Exercise details -> At the line with "on the headlight", start copying; carry on through the last line of the material below, exactly as written, and stop there.

Supplied records ->
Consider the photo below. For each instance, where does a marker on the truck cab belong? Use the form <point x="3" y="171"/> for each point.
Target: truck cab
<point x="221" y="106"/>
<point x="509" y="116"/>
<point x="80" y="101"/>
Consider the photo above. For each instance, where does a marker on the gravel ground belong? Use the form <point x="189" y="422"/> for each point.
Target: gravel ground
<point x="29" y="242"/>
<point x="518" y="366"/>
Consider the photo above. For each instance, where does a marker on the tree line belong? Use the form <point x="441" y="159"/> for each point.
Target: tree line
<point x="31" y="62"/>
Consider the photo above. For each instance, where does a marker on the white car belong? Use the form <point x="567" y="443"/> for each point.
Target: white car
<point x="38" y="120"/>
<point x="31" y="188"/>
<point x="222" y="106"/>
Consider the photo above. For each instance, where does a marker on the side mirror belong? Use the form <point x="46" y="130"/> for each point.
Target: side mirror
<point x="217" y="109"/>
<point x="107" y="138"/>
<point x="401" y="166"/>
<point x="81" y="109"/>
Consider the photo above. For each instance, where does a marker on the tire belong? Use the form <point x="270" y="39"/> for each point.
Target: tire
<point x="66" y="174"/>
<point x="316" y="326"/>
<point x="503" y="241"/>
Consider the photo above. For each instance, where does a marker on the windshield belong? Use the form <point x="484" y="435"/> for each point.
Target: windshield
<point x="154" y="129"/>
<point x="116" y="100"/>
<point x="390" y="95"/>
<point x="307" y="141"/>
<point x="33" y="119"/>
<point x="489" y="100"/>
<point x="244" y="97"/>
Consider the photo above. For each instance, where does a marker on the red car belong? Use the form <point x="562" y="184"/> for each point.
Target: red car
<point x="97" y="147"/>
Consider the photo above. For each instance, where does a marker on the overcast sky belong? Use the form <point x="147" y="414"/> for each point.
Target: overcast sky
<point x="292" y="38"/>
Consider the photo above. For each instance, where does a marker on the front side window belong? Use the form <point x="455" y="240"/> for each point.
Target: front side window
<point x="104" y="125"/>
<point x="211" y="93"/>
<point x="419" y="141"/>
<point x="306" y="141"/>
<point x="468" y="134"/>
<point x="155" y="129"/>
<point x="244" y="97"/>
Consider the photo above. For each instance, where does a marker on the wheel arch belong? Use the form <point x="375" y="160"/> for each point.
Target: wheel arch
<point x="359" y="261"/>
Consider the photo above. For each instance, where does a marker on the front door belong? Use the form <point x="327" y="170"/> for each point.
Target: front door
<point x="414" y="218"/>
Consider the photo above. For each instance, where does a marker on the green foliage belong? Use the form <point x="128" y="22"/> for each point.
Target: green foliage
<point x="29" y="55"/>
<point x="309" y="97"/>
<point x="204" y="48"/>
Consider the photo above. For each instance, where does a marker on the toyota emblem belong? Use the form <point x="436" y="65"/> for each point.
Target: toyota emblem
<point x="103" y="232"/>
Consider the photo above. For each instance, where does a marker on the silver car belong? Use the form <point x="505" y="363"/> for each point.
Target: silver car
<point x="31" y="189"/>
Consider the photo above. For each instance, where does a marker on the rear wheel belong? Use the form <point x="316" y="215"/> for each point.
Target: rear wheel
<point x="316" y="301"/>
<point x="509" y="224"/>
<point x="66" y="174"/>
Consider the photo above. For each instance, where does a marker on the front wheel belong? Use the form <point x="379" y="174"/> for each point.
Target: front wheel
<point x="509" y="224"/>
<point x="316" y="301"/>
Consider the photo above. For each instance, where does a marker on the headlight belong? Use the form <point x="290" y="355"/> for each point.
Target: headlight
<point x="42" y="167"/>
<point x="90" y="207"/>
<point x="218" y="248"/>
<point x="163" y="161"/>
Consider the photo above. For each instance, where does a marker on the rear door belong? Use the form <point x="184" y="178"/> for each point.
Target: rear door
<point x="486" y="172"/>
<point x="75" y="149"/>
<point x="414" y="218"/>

The answer ->
Consider the photo above. For each instance, where does a marker on the headlight belong? Use the form <point x="290" y="355"/> for each point.
Target: headlight
<point x="42" y="167"/>
<point x="90" y="207"/>
<point x="218" y="248"/>
<point x="163" y="161"/>
Consider the photo above. For each instance, where does a marker on the rear door belong? Use the form <point x="184" y="178"/> for each point.
Target: rear door
<point x="486" y="172"/>
<point x="75" y="149"/>
<point x="414" y="218"/>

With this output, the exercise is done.